**TASK GOAL**. Reproduce all of the entries below exactly, without a single change.

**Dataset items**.

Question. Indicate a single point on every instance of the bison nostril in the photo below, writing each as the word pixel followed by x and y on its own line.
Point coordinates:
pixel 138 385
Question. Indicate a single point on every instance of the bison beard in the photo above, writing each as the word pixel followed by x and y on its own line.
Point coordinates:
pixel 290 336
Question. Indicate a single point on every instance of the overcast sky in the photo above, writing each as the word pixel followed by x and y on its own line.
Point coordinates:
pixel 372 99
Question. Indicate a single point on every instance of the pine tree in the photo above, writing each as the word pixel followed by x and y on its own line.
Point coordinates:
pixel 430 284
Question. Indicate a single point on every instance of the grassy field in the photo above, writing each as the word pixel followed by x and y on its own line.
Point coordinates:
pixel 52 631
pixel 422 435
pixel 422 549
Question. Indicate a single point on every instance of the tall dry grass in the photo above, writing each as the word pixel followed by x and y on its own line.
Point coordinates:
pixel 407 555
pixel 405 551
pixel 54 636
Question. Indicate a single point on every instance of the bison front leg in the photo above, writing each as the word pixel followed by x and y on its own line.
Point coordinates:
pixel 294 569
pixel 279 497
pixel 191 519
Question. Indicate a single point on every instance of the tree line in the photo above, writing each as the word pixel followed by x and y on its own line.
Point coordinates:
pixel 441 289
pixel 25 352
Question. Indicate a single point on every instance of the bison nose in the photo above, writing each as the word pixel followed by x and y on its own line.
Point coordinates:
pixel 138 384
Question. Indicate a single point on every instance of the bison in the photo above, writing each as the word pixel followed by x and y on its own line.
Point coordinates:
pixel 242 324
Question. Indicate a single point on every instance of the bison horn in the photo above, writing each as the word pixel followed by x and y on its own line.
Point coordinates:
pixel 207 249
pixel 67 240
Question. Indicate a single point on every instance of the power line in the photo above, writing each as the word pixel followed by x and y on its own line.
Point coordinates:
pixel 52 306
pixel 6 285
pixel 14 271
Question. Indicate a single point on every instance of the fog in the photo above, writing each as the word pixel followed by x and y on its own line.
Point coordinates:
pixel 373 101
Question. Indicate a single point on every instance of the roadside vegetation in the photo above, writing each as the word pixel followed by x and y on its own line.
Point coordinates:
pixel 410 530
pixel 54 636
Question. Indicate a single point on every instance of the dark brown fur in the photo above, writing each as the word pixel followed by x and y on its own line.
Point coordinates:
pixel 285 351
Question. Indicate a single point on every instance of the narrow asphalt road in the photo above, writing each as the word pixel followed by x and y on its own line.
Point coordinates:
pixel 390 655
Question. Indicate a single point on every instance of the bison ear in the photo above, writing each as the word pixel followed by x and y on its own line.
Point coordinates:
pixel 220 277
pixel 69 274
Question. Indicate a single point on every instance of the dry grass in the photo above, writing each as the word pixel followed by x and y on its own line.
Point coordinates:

**SOLVED EXERCISE**.
Question. Indicate a single point on every instance of the bison nostril in the photo below, writing each as the word pixel followed by x and y on its own line.
Point coordinates:
pixel 138 385
Question. Indicate a single point on every instance of the bison beard in the photo above, writing each as the word pixel followed by x and y on its own line.
Point coordinates:
pixel 290 336
Question. Indicate a single point on every instance of the overcast sky in the photo above, writing each as the word pixel followed by x and y on its own line.
Point coordinates:
pixel 372 99
Question. Indicate a single point on every instance of the pine tree in the photo above, writing each as the word pixel followed by x and y on its own line.
Point coordinates:
pixel 430 284
Question. Indicate a single point on every instance of the grassy field in the photo above, writing each as the word pixel followed by x and y on its own line.
Point coordinates:
pixel 52 631
pixel 422 435
pixel 422 549
Question. Indicate a single point on every instance of the tall dry grass in the photo above, writing each as the word pixel followed by x and y on its own line.
Point coordinates:
pixel 407 555
pixel 405 551
pixel 54 636
Question. Indicate a single point on every instance of the bison front leg in the photo above, writing each as the word pixel followed by x and y on its own line.
Point coordinates:
pixel 294 569
pixel 279 497
pixel 191 519
Question. Indicate a single point on every instance of the tree line in the photo above, writing each as the word pixel followed by x and y on its own line.
Point coordinates:
pixel 441 289
pixel 25 352
Question. Indicate a single point on every instance of the bison nose in the photo above, writing each as the word pixel followed by x and y on its own line.
Point coordinates:
pixel 138 384
Question. Indicate a single point on every instance of the bison in the photo above, writing each as the word pixel followed by x and y on its own line.
Point coordinates:
pixel 242 324
Question. Indicate a single point on every instance of the bison horn in the photo above, writing each as the word pixel followed by x and y on its own line.
Point coordinates:
pixel 207 249
pixel 67 240
Question. Indicate a single point on every instance of the power line in the photo above, writing each as the word pixel followed by x and y on its own line.
Point coordinates:
pixel 52 306
pixel 6 285
pixel 14 271
Question. Indicate a single point on every instance of the fog in the photo above, writing each as the word pixel followed by x and y on its own line.
Point coordinates:
pixel 373 101
Question. Indicate a single point on every instance of the roadside vegetation in the photo above, writing each as the word pixel followed by x and y on its own line.
Point coordinates:
pixel 410 530
pixel 54 636
Question. Indicate a single point on every instance of the dark brown fur in the photo above, writing each as the word pixel followed by x and y on its own line.
Point coordinates:
pixel 285 351
Question. Indicate a single point on every instance of the narrow asphalt road in the photo above, writing each as the word pixel followed by x and y on its own line.
Point coordinates:
pixel 390 655
Question. Indicate a single point on every instance of the bison ear in the photo above, writing each as the word pixel followed by x and y on its own line.
Point coordinates:
pixel 220 277
pixel 69 274
Question. Indicate a single point on every instance of the dry grass in the photo above, writing each as the word pixel followed by x and y on its own line.
Point coordinates:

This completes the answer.